§ **Your task**:
For each statement below, say yes or no to whether it agrees with the forum reply about SQLite, and quote the words of the reply that settle it.
1. The writer recommends SQLite when there is a choice of database.
2. SQLite needs a DB server to be installed and administered.
3. While experimenting, the writer's first.pl keeps the existing DB.

§ **Source excerpt**:
---
Re: designing a program - your wisdom needed
by Marshall (Canon) on Jan 20, 2022 at 09:00 UTC
    As pme asked, what SQL DB are you using? Do you have a choice? If you have a choice, I would recommend SQLite. This is my "go to" DB and it doesn't require any installation or admin of a DB Server - the "care and feeding" of a DB server can get involved. With SQLite, there are no "accounts" or "passwords", if you have permissions to access to the DB file, you can use it. One of your hassles just goes away.

    I am working on an SQL application right now. While I am experimenting, my version of first.pl deletes the existing DB if it exists and starts completely anew. An alternative is the SQL: $dbh->do("DROP TABLE IF EXISTS main"); which I use in some other processing phases. This code is to show how easy it is to "get started" and create a brand new DB.
---
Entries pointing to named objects
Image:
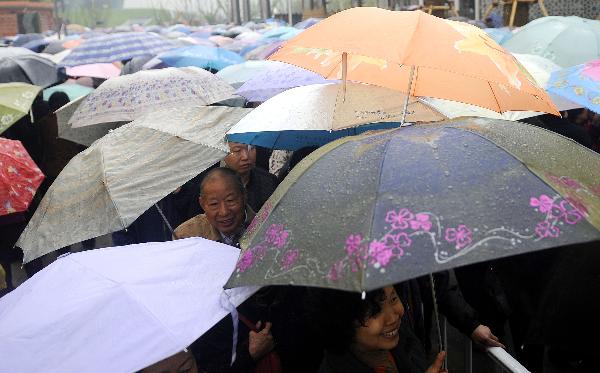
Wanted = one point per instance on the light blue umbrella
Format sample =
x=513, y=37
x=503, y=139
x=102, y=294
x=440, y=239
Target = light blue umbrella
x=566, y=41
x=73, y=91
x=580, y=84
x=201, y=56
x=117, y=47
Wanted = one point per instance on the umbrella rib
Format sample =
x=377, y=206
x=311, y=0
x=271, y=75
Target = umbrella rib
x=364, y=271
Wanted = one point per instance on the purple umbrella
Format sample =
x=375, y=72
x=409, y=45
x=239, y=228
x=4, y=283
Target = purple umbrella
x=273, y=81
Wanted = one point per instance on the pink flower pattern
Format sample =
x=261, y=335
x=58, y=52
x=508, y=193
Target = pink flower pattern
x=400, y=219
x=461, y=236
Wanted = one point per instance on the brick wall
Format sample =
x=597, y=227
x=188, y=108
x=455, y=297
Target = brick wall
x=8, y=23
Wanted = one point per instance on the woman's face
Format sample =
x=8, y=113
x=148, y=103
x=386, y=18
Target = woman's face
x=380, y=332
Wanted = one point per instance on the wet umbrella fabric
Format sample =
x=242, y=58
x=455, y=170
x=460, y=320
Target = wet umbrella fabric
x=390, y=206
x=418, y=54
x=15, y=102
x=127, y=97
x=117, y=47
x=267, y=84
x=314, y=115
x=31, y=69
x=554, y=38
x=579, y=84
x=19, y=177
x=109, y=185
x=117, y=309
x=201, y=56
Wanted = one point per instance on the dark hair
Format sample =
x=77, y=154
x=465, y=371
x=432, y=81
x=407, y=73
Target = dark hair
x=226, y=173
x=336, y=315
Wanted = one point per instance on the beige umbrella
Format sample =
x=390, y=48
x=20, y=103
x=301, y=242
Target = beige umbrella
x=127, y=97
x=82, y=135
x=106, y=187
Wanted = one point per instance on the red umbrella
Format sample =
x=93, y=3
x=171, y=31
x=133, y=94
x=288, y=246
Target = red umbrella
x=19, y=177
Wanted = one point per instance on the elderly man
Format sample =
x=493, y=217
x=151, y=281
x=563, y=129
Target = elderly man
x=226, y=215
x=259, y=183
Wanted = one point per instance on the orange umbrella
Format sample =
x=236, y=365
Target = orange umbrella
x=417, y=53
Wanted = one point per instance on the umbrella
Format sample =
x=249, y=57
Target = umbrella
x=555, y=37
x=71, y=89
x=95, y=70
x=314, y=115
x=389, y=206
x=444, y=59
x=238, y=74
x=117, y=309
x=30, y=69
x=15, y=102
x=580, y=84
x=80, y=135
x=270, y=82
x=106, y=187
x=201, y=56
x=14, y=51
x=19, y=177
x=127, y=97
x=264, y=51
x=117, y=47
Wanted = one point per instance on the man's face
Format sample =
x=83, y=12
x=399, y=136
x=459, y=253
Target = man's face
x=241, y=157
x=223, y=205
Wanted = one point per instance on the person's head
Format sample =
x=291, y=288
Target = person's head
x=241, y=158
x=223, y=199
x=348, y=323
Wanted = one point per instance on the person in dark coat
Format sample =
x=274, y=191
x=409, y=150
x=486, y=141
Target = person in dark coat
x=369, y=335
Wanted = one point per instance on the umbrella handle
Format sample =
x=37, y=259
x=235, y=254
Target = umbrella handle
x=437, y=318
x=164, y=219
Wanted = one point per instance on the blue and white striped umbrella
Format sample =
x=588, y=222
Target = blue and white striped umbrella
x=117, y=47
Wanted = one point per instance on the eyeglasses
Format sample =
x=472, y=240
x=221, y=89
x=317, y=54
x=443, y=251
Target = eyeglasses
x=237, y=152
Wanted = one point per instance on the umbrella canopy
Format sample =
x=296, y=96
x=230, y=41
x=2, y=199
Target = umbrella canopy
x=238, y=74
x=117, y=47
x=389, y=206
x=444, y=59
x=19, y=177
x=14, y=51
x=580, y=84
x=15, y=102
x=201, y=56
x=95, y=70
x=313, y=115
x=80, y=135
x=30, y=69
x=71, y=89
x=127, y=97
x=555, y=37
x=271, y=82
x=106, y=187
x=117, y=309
---
§ **Answer for the task**:
1. Yes: "If you have a choice, I would recommend SQLite."
2. No: "it doesn't require any installation or admin of a DB Server"
3. No: "my version of first.pl deletes the existing DB if it exists and starts completely anew."